**Provided passage:**

Multiple jQuery sliders attached to multiple select dropdowns

折月煮酒 提交于 2019-12-25 07:04:02

问题


Hi I am trying to use the following code to attach sliders to my dropdowns. One of them is working but I am having trouble with handling multiple functions for the sliders. Here's what I have --

`

<script>
 jQuery(function($) {
    var select = $( ".comment-overall_r select" );
    var slider = $( "<div id='slider'></div>" ).insertAfter( select ).slider({
    min: 1,
    max: 6,
    range: "min",
    value: select[ 0 ].selectedIndex + 1,
    slide: function( event, ui ) {
    select[ 0 ].selectedIndex = ui.value - 1;
  }
});
    $( ".comment-overall_r select" ).change(function() {
      slider.slider( "value", this.selectedIndex + 1 );
    });
  });
  </script>
<script>
 jQuery(function($) {
    var select2 = $( ".comment-overall_n_r select" );
    var slider2 = $( "<div id='slider'></div>" ).insertAfter( select2 ).slider({
    min: 1,
    max: 6,
    range: "min",
    value: select2[ 0 ].selectedIndex + 1,
    slide: function( event, ui ) {
    select2[ 0 ].selectedIndex = ui.value - 1;
  }
});
    $( ".comment-overall_n_r select" ).change(function() {
      slider2.slider( "value", this.selectedIndex + 1 );
    });
  });
  </script>

` Also I see this error in the console for the 2nd script/function --

Uncaught TypeError: Cannot read property 'selectedIndex' of undefined

I need to do this for 4 dropdowns. How do I execute correctly?


回答1:


Please look at modified code. There was simple miss. You were assigning same id <div id='slider'></div> to both slider. I just given separate id to them and its working now.

**Tasks to complete:**
1. According to the answer in the jQuery slider thread, what was the mistake in the original code, and what change fixed it? Reply in one to three sentences.
2. Reproduce the jQuery slider thread between "Uncaught TypeError: Cannot" and "its working now.", inclusive.
The rows that come next have nothing to do with this.

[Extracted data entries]

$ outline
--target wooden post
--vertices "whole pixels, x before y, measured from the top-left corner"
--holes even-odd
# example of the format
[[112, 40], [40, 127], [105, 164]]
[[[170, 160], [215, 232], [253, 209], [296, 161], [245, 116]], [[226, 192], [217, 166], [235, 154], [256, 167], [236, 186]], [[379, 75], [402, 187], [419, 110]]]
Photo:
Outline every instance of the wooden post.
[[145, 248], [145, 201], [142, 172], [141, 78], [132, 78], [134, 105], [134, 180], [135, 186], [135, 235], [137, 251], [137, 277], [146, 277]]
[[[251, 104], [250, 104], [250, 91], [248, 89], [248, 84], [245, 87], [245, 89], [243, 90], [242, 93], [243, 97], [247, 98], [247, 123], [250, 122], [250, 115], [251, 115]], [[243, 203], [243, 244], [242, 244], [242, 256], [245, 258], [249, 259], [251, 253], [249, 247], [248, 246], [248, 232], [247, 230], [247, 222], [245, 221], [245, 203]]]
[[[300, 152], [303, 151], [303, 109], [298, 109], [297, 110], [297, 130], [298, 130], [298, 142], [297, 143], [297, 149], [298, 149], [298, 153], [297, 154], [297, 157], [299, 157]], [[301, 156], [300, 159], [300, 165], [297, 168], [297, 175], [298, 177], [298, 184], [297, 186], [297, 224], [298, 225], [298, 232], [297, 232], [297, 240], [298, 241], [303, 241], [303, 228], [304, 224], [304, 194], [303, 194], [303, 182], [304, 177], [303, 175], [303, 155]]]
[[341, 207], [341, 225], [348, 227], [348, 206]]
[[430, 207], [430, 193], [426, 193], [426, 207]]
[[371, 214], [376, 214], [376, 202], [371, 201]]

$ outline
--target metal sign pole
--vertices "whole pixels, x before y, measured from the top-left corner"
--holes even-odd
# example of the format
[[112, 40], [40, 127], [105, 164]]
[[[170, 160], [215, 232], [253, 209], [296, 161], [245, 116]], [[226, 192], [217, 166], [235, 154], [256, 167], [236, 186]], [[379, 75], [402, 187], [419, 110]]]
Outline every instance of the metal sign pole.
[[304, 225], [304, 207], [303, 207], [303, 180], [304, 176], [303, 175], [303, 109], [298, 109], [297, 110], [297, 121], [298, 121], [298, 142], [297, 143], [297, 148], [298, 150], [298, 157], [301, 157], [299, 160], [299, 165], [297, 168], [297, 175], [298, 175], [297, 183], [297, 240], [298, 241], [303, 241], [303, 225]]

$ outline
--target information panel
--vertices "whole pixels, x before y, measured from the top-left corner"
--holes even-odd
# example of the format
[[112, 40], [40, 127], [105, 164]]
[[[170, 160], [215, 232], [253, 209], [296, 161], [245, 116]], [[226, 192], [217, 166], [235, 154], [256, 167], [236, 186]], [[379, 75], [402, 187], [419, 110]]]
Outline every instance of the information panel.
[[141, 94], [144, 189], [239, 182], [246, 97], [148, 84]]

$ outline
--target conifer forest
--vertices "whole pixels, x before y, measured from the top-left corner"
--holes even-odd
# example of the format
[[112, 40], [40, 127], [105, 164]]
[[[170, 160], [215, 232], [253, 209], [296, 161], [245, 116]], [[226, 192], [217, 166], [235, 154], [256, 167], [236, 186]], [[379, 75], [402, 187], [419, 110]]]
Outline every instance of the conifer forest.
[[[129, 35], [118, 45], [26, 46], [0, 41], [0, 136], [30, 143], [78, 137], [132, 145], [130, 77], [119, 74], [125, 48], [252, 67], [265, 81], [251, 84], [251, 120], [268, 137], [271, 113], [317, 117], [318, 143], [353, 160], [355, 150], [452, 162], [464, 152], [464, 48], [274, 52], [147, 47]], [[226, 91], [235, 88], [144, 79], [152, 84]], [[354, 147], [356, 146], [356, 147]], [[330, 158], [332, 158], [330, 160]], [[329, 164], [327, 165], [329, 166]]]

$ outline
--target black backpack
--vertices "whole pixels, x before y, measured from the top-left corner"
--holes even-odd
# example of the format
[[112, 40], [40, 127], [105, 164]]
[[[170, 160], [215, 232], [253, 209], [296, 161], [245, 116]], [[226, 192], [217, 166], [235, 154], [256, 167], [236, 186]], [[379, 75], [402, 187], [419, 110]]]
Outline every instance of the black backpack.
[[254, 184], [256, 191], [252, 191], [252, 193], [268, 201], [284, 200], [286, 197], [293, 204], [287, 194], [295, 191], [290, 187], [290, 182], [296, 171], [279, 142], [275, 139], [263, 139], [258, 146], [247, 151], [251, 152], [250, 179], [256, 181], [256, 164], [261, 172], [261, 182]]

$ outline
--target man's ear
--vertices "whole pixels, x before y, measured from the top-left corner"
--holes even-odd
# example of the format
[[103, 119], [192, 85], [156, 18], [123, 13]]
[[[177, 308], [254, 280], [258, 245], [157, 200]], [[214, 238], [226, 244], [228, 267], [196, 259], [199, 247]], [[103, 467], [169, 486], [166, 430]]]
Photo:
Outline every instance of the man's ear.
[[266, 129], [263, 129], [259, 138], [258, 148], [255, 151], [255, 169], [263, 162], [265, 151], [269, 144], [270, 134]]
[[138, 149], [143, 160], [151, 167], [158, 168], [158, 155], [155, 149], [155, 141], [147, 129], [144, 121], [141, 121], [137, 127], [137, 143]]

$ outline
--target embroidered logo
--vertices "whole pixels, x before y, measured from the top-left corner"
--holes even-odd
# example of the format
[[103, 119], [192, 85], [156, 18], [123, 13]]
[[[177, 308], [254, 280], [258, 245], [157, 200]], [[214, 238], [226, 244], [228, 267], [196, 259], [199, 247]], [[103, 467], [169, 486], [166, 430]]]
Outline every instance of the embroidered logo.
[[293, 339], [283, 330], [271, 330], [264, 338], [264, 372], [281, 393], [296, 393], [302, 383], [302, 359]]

**Outputs for the tasks:**
1. Both sliders were created with the same id, <div id='slider'></div>. The fix was to give each slider its own id, and the code then worked.

2.
Uncaught TypeError: Cannot read property 'selectedIndex' of undefined

I need to do this for 4 dropdowns. How do I execute correctly?


回答1:


Please look at modified code. There was simple miss. You were assigning same id <div id='slider'></div> to both slider. I just given separate id to them and its working now.